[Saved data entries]
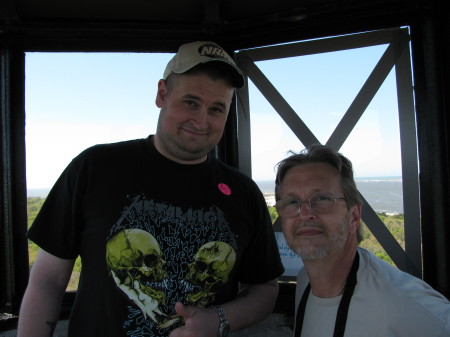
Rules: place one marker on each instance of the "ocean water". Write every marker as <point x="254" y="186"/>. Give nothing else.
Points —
<point x="384" y="194"/>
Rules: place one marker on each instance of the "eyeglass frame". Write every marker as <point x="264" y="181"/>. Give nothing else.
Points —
<point x="301" y="202"/>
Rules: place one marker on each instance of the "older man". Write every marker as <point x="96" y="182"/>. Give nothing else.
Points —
<point x="344" y="290"/>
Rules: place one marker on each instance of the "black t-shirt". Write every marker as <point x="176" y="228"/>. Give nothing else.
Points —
<point x="151" y="232"/>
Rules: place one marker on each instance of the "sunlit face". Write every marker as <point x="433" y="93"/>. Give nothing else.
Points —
<point x="315" y="236"/>
<point x="192" y="118"/>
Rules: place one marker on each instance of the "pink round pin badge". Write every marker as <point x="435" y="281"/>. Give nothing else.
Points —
<point x="224" y="189"/>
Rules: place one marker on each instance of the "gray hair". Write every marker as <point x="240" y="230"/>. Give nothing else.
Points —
<point x="323" y="154"/>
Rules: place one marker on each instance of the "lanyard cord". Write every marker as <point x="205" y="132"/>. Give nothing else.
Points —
<point x="344" y="304"/>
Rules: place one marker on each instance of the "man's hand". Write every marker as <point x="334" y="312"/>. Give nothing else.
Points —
<point x="198" y="322"/>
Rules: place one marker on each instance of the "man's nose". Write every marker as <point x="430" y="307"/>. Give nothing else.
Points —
<point x="305" y="210"/>
<point x="201" y="117"/>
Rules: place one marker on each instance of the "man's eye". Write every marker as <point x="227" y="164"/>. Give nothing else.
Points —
<point x="191" y="103"/>
<point x="216" y="110"/>
<point x="291" y="202"/>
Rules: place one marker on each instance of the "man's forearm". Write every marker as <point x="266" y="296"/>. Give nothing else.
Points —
<point x="253" y="304"/>
<point x="39" y="313"/>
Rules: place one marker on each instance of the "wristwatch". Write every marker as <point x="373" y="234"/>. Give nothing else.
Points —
<point x="224" y="326"/>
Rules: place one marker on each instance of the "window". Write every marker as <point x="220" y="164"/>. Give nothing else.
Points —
<point x="353" y="93"/>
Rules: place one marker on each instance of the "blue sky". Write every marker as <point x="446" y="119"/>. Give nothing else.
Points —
<point x="75" y="100"/>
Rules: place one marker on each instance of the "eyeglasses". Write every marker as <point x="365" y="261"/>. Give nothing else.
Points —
<point x="318" y="204"/>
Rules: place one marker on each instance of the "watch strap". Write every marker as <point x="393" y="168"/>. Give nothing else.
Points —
<point x="224" y="326"/>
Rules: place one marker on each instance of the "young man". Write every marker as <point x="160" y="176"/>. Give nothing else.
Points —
<point x="344" y="290"/>
<point x="172" y="241"/>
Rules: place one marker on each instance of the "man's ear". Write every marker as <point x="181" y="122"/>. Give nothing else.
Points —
<point x="355" y="218"/>
<point x="161" y="93"/>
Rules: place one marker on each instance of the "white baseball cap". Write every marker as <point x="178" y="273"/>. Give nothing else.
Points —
<point x="191" y="54"/>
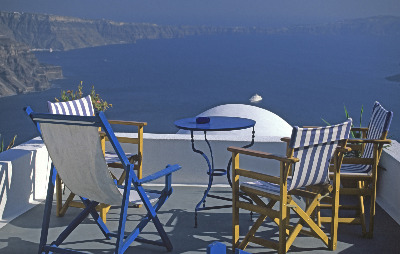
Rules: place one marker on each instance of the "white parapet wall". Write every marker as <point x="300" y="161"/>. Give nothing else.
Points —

*Requirement:*
In the copy, include all records verbatim but no images.

*Worked answer:*
Rules: place one marker on each instance of the "ocean water". Write every marker as <point x="254" y="186"/>. Give nothing else.
Points —
<point x="384" y="194"/>
Rules: place one marker on each instance of the "eyeglass frame". Write every marker as <point x="264" y="181"/>. Give nothing else.
Points —
<point x="301" y="202"/>
Rules: place one marker on each instance of the "older man". Write every marker as <point x="96" y="182"/>. Give nothing else.
Points —
<point x="344" y="290"/>
Rules: place one marker on each instance of the "black t-shirt". Write every marker as <point x="176" y="228"/>. Give nothing else.
Points —
<point x="151" y="232"/>
Rules: place one marker on each instance of the "sunlit face". Write every marker as <point x="433" y="93"/>. Give nothing else.
Points —
<point x="315" y="236"/>
<point x="192" y="118"/>
Rules: place one marker on each instance of the "pink round pin badge". Write every marker as <point x="435" y="281"/>. Give nothing else.
Points —
<point x="224" y="189"/>
Rules: place one marker on each instance of the "gray hair". Write every marker as <point x="240" y="230"/>. Give nothing else.
Points —
<point x="323" y="154"/>
Rules: place one marker on each instance of the "lanyard cord". Write every marker as <point x="205" y="132"/>. Give nothing else.
Points —
<point x="344" y="304"/>
Rules: place one marker on each instance of the "man's hand". Write every marker as <point x="334" y="312"/>. Give nothing else.
Points —
<point x="198" y="322"/>
Rules: place one marker on each instance of the "man's nose". Write every marker as <point x="430" y="307"/>. Give nothing else.
Points —
<point x="305" y="210"/>
<point x="201" y="117"/>
Rules: place one marker on each instance of the "man's eye". Write every marker as <point x="227" y="164"/>. Give nothing else.
Points —
<point x="191" y="103"/>
<point x="216" y="110"/>
<point x="291" y="202"/>
Rules: place one marker on each instance of the "man's forearm". Write every marker as <point x="266" y="296"/>. Give nothing else.
Points —
<point x="253" y="304"/>
<point x="39" y="313"/>
Rules: place one marker on each instance of the "wristwatch". Write every marker as <point x="373" y="234"/>. Give nothing else.
Points —
<point x="224" y="326"/>
Rules: place one marker on each instance of the "window". Write every marker as <point x="220" y="164"/>. Give nothing else.
Points —
<point x="353" y="93"/>
Rules: place one marker on each instance of the "blue sky". Write every marker as <point x="446" y="119"/>. Give nothing else.
Points —
<point x="75" y="100"/>
Rules: place one marker on each instance of the "eyeglasses". Write every marker as <point x="365" y="261"/>. Give nothing else.
Points —
<point x="318" y="204"/>
Rules: place one marker on each instance of the "watch strap". Write every marker as <point x="393" y="168"/>. Give nothing else.
Points —
<point x="224" y="326"/>
Rules: place one marker on each instance of the "young man". Write every marker as <point x="160" y="176"/>. Give nothing else.
Points —
<point x="344" y="290"/>
<point x="172" y="241"/>
Rules: place one marker on each instance of the "man's ear". Write every marker as <point x="181" y="122"/>. Give nothing else.
Points —
<point x="355" y="218"/>
<point x="161" y="93"/>
Rules: place one marker on each instance of the "white baseball cap". Write every marker as <point x="178" y="273"/>. Give nothing else.
Points —
<point x="191" y="54"/>
Rules: place one marker on each instance of the "white parapet wall". Write every marker as <point x="300" y="161"/>. Give nothing else.
Points —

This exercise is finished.